TO BE DONE. Copy the data from the start through the line containing "M158 53L156 61L159", swapping "evergreen tree" for "conifer" and changing nothing else.

____________________

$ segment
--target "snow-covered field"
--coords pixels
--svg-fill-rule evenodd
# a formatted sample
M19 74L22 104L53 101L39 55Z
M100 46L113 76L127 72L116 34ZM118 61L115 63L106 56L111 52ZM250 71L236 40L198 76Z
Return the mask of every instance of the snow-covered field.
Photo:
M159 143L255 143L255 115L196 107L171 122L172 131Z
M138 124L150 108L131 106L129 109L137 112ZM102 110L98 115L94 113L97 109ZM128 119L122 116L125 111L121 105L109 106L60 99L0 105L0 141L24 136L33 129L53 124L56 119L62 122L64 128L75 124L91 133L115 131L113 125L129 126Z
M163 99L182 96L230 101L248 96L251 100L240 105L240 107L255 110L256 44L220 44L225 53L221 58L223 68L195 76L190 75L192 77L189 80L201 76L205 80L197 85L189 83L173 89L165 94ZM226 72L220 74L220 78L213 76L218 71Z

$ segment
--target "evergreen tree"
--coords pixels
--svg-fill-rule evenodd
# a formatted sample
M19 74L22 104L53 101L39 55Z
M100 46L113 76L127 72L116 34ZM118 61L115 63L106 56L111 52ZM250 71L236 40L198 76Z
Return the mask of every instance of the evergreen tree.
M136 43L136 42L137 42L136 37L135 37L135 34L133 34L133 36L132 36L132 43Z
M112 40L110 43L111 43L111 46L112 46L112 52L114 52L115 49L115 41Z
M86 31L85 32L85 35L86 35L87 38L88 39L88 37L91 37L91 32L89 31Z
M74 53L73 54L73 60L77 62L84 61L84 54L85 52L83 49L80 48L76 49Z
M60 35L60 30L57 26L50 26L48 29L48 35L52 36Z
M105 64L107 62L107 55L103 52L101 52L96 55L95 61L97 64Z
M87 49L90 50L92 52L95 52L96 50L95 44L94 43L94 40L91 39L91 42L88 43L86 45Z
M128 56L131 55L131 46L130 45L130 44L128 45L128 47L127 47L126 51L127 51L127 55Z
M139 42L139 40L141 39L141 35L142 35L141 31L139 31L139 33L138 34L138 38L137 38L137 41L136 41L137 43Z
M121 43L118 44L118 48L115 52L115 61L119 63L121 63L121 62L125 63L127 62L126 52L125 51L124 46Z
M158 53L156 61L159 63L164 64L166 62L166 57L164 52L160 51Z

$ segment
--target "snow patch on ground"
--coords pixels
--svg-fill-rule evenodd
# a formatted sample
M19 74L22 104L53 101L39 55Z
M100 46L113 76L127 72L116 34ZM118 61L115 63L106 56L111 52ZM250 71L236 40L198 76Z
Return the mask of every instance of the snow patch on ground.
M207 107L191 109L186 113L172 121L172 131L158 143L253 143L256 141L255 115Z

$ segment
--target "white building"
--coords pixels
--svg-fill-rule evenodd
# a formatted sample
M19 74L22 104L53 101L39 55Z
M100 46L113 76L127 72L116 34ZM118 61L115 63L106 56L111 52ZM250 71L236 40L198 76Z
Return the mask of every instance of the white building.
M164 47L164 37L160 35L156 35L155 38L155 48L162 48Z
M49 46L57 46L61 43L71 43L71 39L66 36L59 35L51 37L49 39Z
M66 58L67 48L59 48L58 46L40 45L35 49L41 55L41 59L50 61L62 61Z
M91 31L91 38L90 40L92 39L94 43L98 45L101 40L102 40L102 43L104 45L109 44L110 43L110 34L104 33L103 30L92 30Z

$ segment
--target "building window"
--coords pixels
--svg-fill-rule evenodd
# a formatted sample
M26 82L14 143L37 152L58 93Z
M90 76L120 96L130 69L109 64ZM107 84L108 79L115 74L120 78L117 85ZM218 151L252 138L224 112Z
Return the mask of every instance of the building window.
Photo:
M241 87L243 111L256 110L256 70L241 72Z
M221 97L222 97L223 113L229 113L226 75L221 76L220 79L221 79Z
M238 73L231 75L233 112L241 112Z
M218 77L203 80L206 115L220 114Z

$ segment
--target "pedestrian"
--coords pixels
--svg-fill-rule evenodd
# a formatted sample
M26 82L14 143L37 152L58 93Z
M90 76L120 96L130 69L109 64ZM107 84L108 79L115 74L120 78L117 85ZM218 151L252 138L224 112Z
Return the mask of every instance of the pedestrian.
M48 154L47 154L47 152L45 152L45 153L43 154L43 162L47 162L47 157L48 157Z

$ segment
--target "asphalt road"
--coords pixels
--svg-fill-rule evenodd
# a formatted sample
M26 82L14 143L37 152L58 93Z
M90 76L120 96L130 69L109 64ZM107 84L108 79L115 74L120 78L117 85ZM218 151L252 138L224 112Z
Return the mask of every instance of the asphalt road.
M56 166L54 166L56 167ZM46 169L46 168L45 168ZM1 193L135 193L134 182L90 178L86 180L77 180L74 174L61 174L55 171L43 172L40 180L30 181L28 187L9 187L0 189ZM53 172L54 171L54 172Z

____________________

ANSWER FOR THE TASK.
$ segment
--target "snow-covered field"
--coords pixels
--svg-fill-rule evenodd
# a formatted sample
M19 74L22 104L53 101L39 55Z
M100 46L113 76L127 72L116 34ZM118 61L115 63L106 56L111 52ZM250 71L236 40L198 76Z
Return the mask of every instance of the snow-covered field.
Photo:
M159 143L255 143L255 115L196 107L171 122L172 131Z
M138 124L150 108L131 106L129 109L137 112ZM102 110L98 115L94 113L97 109ZM128 119L122 116L125 111L121 105L109 106L60 99L0 105L0 141L24 136L33 129L53 124L56 119L62 122L64 128L75 124L91 133L115 131L113 125L129 126Z
M163 99L182 96L230 101L248 96L251 100L240 105L240 107L255 110L256 44L220 44L225 53L221 58L223 68L195 76L190 75L192 77L189 80L201 76L205 80L197 85L189 83L173 89L165 94ZM226 72L220 74L220 78L213 76L218 71Z

$ segment
--target "conifer"
--coords pixels
--svg-fill-rule evenodd
# a formatted sample
M19 74L22 104L53 101L39 55Z
M100 46L113 76L127 72L116 34ZM118 61L115 63L106 56L111 52ZM250 71L236 40L198 76Z
Return the mask of every instance of the conifer.
M136 43L136 42L137 42L136 37L135 37L135 34L133 34L133 36L132 36L132 43Z
M112 40L110 43L111 43L111 46L112 46L112 52L114 52L115 49L115 41Z
M86 31L85 32L85 35L86 35L87 38L88 39L88 37L91 37L91 32L89 31Z
M74 53L73 54L73 60L77 62L84 61L84 54L85 52L83 49L80 48L76 49Z
M60 35L60 30L57 26L50 26L48 29L48 35L52 36Z
M105 64L107 62L107 55L103 52L101 52L96 55L95 61L97 64Z
M87 49L90 50L92 52L95 52L96 50L95 44L94 43L94 40L91 39L91 42L88 43L86 45Z
M128 56L131 55L131 46L130 45L130 44L128 45L128 47L127 47L126 51L127 51L127 55Z
M139 42L139 40L141 39L141 35L142 35L141 31L139 31L139 33L138 34L138 38L137 38L137 41L136 41L137 43Z
M121 43L118 44L118 48L115 52L115 61L119 63L121 63L121 62L125 63L127 62L126 52L125 51L124 46Z
M158 53L156 61L159 63L164 64L166 62L166 57L164 52L160 51Z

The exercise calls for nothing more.